> _Aim of the task_
Transcribe the listing that follows in full, omitting pictures.

(Location identification entries)
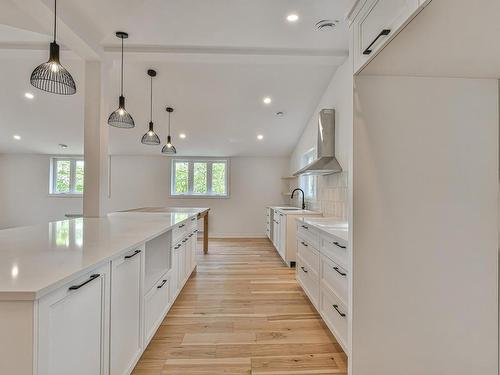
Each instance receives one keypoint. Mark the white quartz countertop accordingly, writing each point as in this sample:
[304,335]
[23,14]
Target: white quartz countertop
[328,225]
[37,259]
[290,210]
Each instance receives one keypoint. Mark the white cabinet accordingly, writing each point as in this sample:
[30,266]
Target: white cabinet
[72,336]
[281,246]
[156,303]
[375,24]
[125,322]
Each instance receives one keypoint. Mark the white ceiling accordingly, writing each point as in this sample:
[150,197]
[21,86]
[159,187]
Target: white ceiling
[215,60]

> _Solution to this problem_
Each instance receives one keypoint. Mark the white quartz countertop accordingly, writing each point as in this sample:
[304,335]
[23,14]
Target: white quartz countertop
[328,225]
[37,259]
[290,210]
Each instance receives one keypoint. Mark the white cabinet accordingly, writing each point as in this sample:
[30,266]
Target: white cabinet
[72,336]
[281,246]
[156,303]
[375,24]
[125,322]
Each instance receives one keypoint. Mark the white ceiling accordingly, writing each point as in this sample:
[150,197]
[21,86]
[159,187]
Target: white ceiling
[215,60]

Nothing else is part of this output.